== Your instructions ==
In the data below, how many lines include the string "leaf"? Give only the number.
-- Exercise materials follows --
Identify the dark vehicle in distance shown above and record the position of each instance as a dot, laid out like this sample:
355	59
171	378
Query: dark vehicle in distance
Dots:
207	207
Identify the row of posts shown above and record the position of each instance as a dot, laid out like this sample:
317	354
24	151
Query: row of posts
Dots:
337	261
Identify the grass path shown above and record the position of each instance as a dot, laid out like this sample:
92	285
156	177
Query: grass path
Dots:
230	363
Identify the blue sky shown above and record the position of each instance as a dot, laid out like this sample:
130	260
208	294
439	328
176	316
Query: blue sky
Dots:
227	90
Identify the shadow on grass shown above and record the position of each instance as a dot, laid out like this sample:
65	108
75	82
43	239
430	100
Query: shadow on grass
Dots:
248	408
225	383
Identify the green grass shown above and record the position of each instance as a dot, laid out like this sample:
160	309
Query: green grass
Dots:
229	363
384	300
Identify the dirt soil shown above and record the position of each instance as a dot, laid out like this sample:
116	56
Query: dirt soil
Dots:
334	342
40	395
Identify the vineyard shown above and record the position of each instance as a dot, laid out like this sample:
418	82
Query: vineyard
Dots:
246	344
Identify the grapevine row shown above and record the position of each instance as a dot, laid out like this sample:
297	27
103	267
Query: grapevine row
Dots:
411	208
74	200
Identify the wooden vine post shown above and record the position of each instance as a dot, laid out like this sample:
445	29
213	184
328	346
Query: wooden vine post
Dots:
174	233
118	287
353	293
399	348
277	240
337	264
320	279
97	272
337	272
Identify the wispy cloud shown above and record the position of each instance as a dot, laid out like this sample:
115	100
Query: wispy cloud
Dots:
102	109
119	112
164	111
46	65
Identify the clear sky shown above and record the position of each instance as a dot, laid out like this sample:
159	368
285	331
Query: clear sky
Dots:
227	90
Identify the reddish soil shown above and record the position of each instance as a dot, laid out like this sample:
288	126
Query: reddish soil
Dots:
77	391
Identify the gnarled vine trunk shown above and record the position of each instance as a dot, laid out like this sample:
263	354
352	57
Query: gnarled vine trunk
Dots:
-- Exercise materials concluded --
-- Exercise materials follows --
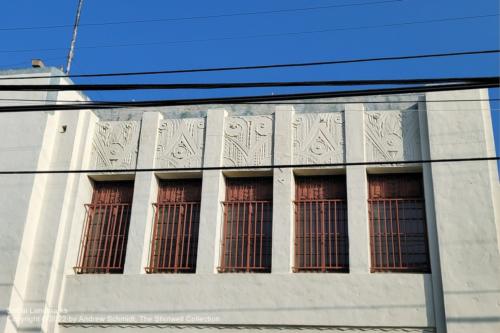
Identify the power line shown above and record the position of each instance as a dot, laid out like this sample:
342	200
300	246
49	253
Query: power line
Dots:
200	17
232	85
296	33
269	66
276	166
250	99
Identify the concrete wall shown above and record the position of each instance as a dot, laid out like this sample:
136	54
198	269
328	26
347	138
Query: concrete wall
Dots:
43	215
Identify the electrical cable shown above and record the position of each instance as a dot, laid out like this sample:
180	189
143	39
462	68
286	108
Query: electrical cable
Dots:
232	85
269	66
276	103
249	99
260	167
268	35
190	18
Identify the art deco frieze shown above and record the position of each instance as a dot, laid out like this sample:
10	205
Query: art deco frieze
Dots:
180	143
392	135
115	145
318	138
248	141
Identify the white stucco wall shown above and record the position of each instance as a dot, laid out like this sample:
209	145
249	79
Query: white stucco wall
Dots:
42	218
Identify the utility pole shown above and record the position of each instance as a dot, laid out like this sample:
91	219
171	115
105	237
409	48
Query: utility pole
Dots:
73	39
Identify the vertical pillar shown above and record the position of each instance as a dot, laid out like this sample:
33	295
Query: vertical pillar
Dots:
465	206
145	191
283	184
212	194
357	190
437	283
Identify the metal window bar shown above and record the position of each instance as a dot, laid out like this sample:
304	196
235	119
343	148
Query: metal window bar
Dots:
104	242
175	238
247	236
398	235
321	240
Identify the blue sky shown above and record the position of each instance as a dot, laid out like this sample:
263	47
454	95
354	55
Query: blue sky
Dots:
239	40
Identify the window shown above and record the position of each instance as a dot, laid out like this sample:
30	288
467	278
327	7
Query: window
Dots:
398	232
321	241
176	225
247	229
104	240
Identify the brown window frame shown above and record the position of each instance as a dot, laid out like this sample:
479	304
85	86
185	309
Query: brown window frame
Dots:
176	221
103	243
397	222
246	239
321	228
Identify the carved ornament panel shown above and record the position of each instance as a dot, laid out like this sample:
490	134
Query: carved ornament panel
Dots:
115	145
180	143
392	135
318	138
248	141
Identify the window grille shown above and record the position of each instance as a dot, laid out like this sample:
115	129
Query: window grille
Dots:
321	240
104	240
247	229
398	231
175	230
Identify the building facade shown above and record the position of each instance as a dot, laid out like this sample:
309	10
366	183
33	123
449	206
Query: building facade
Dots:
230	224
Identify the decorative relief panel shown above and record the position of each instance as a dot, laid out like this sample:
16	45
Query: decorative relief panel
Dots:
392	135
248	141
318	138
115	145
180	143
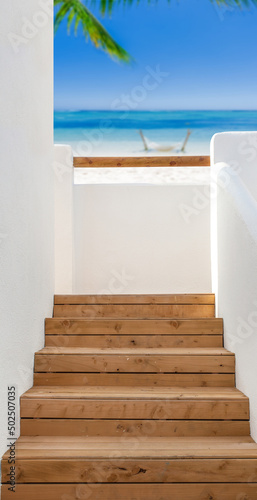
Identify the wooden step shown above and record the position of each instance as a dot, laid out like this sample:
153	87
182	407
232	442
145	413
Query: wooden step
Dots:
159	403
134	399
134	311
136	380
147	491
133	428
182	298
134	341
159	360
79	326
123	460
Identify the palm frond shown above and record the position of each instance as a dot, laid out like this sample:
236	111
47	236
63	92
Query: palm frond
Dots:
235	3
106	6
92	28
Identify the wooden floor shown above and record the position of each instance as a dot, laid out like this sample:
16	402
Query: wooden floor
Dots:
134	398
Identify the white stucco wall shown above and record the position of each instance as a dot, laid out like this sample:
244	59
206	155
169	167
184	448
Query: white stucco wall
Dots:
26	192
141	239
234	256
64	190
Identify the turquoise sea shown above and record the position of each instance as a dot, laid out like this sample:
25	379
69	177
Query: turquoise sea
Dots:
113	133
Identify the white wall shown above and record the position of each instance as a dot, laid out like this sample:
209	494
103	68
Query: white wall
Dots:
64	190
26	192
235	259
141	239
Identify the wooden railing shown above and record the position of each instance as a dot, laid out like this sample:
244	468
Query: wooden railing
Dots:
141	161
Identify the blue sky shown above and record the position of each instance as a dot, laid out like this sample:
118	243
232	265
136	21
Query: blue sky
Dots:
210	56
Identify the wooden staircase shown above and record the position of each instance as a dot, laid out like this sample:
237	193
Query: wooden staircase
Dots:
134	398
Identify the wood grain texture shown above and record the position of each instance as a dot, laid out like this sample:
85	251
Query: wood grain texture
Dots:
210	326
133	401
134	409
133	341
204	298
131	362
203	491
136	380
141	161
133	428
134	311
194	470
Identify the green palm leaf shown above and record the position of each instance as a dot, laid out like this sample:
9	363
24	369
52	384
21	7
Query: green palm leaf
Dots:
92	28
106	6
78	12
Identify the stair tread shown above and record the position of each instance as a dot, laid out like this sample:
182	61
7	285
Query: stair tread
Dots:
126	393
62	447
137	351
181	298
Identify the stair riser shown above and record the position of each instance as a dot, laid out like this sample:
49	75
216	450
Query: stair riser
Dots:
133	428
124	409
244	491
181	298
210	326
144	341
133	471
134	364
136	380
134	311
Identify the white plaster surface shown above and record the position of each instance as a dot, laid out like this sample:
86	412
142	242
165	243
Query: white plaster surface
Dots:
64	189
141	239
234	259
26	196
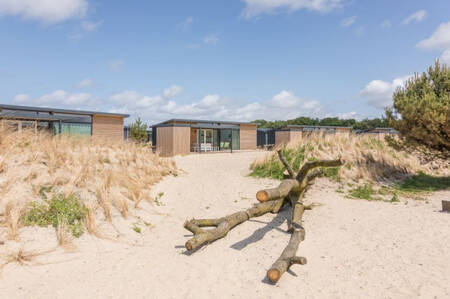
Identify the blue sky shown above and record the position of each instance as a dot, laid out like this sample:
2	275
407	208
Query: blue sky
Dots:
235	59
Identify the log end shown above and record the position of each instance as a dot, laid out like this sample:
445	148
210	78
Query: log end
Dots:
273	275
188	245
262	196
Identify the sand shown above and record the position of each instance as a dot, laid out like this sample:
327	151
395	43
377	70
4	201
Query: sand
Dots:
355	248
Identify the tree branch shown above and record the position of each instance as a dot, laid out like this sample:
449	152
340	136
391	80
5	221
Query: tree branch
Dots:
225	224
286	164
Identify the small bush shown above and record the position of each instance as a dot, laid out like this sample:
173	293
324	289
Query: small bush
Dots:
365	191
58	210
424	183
-- Exercise materials concluded --
-- Exercise materials follows --
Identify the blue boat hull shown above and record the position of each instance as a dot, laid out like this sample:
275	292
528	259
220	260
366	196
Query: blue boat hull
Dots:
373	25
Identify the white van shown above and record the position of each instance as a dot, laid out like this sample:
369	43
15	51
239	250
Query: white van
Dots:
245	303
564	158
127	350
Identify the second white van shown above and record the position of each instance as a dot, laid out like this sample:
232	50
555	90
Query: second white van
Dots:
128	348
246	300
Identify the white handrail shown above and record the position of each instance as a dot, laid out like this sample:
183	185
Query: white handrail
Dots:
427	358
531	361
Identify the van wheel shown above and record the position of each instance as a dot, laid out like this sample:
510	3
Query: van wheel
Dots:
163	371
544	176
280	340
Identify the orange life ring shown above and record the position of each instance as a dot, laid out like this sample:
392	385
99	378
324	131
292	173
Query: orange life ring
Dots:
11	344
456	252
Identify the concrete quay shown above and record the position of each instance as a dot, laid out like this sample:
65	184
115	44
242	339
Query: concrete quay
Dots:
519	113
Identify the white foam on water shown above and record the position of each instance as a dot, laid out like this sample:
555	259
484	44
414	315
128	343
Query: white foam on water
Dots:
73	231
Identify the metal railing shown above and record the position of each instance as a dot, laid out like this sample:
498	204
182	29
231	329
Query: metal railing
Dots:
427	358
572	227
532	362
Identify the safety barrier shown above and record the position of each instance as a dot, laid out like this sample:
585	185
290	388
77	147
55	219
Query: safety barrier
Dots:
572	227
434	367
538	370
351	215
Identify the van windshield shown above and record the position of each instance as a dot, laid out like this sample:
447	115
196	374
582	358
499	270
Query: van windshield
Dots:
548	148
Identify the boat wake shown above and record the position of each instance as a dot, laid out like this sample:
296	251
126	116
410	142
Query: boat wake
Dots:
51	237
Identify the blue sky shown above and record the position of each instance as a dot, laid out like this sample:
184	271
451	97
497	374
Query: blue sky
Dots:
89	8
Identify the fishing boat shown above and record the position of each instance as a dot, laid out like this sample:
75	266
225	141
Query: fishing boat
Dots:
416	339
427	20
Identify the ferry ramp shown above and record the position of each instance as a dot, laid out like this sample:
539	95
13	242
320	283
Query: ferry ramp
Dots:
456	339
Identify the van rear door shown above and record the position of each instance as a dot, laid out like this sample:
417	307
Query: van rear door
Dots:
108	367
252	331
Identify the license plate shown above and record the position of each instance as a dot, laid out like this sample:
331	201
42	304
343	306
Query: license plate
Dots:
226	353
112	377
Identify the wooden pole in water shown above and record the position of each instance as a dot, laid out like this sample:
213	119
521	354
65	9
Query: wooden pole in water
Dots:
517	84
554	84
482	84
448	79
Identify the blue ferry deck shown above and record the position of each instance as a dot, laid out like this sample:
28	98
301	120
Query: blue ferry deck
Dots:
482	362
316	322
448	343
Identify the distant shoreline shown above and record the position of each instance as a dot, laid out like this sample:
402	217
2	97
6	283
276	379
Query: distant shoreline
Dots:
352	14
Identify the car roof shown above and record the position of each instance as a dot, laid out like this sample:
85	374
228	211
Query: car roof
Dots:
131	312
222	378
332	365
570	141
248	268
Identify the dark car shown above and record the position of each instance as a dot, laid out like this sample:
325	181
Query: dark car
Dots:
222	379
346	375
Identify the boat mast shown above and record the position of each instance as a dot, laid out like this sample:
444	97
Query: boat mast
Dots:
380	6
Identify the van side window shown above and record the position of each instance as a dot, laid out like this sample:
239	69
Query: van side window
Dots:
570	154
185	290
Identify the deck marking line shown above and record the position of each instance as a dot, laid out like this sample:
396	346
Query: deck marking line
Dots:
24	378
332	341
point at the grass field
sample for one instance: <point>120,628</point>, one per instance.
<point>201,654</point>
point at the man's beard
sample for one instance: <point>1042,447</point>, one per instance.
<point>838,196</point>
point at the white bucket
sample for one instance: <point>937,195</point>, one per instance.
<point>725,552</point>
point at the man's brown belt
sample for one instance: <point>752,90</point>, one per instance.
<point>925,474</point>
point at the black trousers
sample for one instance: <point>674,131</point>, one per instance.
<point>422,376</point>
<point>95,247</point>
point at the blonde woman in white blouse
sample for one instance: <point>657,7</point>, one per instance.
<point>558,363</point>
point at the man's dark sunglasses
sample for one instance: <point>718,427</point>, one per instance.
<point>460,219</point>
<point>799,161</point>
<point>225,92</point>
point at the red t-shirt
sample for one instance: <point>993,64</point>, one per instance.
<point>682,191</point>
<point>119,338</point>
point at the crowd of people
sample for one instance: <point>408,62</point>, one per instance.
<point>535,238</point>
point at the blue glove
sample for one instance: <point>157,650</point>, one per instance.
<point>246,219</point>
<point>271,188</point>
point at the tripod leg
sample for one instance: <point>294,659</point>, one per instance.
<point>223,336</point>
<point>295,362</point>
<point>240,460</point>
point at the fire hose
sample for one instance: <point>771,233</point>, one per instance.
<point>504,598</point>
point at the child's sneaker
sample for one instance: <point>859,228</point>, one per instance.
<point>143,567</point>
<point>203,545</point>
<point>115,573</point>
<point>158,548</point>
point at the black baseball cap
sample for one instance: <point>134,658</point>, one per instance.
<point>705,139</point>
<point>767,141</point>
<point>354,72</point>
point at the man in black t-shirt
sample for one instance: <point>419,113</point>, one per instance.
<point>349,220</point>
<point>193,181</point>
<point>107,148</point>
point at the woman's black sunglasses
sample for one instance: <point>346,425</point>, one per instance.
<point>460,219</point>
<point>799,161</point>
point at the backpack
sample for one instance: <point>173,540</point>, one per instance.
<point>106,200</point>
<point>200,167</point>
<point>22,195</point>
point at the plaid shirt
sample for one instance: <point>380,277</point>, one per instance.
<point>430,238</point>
-- Exercise materials concluded --
== Output of the task ==
2